▶ INSTRUCTIONS FOR THE TASK
Reproduce all of the records exactly.

──────── RECORDS SUPPLIED ────────

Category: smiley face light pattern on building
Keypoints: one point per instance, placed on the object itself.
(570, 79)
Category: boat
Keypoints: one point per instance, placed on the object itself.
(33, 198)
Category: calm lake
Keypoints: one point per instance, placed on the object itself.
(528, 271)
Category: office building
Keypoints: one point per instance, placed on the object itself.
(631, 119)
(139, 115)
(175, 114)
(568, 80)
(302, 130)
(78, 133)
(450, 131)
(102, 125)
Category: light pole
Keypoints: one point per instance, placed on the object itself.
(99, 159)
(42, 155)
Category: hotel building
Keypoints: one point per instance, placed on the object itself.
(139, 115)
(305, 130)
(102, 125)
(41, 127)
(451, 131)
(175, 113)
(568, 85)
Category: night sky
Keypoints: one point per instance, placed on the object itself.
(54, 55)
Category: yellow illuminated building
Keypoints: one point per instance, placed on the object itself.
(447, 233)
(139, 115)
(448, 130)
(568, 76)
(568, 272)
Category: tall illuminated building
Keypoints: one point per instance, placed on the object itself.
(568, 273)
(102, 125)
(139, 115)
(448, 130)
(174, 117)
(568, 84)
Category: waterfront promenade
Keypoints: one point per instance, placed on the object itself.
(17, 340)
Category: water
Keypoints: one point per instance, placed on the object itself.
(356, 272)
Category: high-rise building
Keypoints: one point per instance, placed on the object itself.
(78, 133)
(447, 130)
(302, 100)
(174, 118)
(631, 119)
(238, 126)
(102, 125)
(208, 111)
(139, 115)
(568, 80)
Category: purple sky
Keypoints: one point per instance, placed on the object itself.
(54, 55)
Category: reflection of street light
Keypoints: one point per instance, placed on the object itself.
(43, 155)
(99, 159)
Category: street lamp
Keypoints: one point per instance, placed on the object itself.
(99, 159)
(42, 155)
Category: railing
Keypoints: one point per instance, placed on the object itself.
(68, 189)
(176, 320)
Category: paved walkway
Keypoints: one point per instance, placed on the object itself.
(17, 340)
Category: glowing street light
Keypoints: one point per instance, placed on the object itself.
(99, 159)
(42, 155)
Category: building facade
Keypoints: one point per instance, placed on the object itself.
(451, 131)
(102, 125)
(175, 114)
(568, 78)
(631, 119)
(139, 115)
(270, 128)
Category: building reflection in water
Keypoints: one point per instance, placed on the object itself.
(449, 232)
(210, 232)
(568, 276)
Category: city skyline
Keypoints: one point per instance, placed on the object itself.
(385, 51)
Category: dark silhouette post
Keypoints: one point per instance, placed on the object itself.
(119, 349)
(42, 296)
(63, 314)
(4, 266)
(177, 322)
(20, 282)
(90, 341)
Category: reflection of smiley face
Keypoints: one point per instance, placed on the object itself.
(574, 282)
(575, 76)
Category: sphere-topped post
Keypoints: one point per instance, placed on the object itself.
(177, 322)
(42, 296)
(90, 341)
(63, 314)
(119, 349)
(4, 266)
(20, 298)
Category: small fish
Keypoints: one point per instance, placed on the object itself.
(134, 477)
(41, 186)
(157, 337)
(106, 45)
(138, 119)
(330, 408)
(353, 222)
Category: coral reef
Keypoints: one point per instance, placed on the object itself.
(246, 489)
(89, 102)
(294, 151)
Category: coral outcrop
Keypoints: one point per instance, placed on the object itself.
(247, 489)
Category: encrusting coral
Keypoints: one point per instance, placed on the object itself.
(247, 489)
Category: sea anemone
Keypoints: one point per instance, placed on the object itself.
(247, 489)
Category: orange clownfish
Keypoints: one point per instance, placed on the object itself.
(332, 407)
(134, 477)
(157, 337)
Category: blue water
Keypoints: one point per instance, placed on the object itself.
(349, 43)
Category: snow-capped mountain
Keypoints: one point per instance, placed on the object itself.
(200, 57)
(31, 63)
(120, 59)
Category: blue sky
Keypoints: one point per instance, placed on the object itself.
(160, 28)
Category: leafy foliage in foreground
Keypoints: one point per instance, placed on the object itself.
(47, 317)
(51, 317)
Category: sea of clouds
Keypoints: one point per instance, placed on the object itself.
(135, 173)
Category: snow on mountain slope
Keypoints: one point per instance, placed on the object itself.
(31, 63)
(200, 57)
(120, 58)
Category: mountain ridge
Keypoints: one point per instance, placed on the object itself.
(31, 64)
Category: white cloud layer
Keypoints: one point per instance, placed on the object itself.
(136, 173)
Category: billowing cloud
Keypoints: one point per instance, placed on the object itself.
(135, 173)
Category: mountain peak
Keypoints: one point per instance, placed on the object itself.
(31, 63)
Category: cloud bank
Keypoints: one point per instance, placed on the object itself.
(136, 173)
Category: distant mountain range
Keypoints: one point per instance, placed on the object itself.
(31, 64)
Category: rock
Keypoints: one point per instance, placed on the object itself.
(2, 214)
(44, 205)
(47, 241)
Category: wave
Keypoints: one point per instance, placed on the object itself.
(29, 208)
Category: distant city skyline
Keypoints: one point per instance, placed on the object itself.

────────

▶ REPLY TO THE TASK
Category: smiley face light pattern on building
Keypoints: one point per instance, placed on the object itself.
(570, 79)
Category: boat
Keypoints: one point per instance, placed on the object itself.
(33, 198)
Category: calm lake
Keypoints: one point per instance, placed on the object itself.
(528, 271)
Category: office building
Keypoints: one point per instance, placed on the object itself.
(631, 119)
(139, 115)
(175, 114)
(568, 80)
(302, 130)
(78, 133)
(450, 131)
(102, 125)
Category: light pole
Keypoints: one point per instance, placed on the object itself.
(99, 159)
(42, 155)
Category: hotel building
Keypoints: one point per instance, placed on the object itself.
(139, 115)
(305, 130)
(102, 125)
(41, 127)
(451, 131)
(175, 113)
(568, 85)
Category: night sky
Keypoints: one point per instance, placed on the object itself.
(54, 55)
Category: yellow illuminated building
Keypoints: one point per instance, placed on the object itself.
(447, 233)
(139, 115)
(448, 130)
(568, 76)
(568, 272)
Category: tall illuminated building
Keypoints: one point per instance, placed on the object itself.
(568, 273)
(102, 125)
(139, 115)
(448, 130)
(174, 117)
(568, 84)
Category: waterfront promenade
Keypoints: one point per instance, placed on the object itself.
(17, 340)
Category: water
Keypoints: one point per instance, placed on the object itself.
(356, 272)
Category: high-rise building
Keypoints: one point per instance, placed on the object itself.
(78, 133)
(447, 130)
(302, 100)
(174, 118)
(631, 119)
(238, 126)
(102, 125)
(208, 111)
(139, 115)
(568, 80)
Category: purple sky
Keypoints: one point per instance, placed on the object itself.
(54, 55)
Category: reflection of street light
Keypoints: one point per instance, placed on the object itself.
(43, 155)
(99, 159)
Category: street lamp
Keypoints: one point per instance, placed on the object itself.
(99, 159)
(42, 155)
Category: railing
Keypoints: one point per instance, placed on the object itself.
(68, 189)
(176, 320)
Category: paved walkway
Keypoints: one point per instance, placed on the object itself.
(17, 340)
Category: glowing street light
Keypoints: one point per instance, placed on the object itself.
(99, 159)
(42, 155)
Category: building facade
Keypoints: one point per instance, placed on the object itself.
(451, 131)
(102, 125)
(175, 114)
(568, 78)
(631, 119)
(139, 115)
(270, 128)
Category: building reflection in water
Keypoints: one point per instance, placed on the object itself.
(449, 232)
(210, 232)
(568, 276)
Category: city skyline
Keypoints: one point per instance, placed on the object itself.
(385, 51)
Category: dark silhouette post
Keypoints: one point per instance, placed on the object itself.
(119, 349)
(42, 296)
(63, 314)
(4, 266)
(177, 322)
(20, 282)
(90, 341)
Category: reflection of smiley face
Keypoints: one point per instance, placed on the object itself.
(574, 282)
(575, 76)
Category: sphere-topped post
Keypoints: one point per instance, placed on the object itself.
(177, 322)
(42, 296)
(90, 341)
(63, 314)
(119, 349)
(4, 266)
(20, 298)
Category: small fish
Keypoints: one point per instance, placed on the object itself.
(134, 477)
(41, 186)
(157, 337)
(106, 45)
(138, 119)
(330, 408)
(353, 222)
Category: coral reef
Keypoints: one point per instance, placed on the object itself.
(246, 489)
(89, 102)
(294, 151)
Category: coral outcrop
Keypoints: one point per instance, placed on the object itself.
(247, 489)
Category: encrusting coral
Keypoints: one point per instance, placed on the object itself.
(247, 489)
Category: sea anemone
Keypoints: one point per instance, placed on the object itself.
(247, 489)
Category: orange clownfish
Keypoints: one point per instance, placed on the object itself.
(332, 407)
(134, 477)
(157, 337)
Category: blue water
Keypoints: one point per instance, placed on the object itself.
(349, 43)
Category: snow-capped mountain
Keypoints: one point per instance, placed on the object itself.
(200, 57)
(31, 63)
(120, 59)
Category: blue sky
Keypoints: one point per instance, placed on the object itself.
(160, 28)
Category: leafy foliage in foreground
Keypoints: one point per instance, placed on the object itself.
(47, 317)
(51, 317)
Category: sea of clouds
Keypoints: one point per instance, placed on the object itself.
(135, 173)
Category: snow on mountain slope
Keypoints: one point per instance, placed on the object itself.
(31, 63)
(200, 57)
(120, 58)
Category: mountain ridge
Keypoints: one point per instance, placed on the object itself.
(31, 64)
Category: white cloud layer
Keypoints: one point per instance, placed on the object itself.
(136, 173)
Category: billowing cloud
Keypoints: one point per instance, placed on the object itself.
(135, 173)
Category: mountain peak
Keypoints: one point per instance, placed on the object itself.
(31, 63)
Category: cloud bank
Keypoints: one point per instance, placed on the object itself.
(136, 173)
Category: distant mountain range
Keypoints: one point per instance, placed on the object itself.
(31, 64)
Category: rock
Keypoints: one point per instance, placed on the object itself.
(2, 214)
(44, 205)
(47, 241)
Category: wave
Keypoints: one point per instance, placed on the object itself.
(29, 208)
Category: distant city skyline
Keypoints: one point per instance, placed on the object itself.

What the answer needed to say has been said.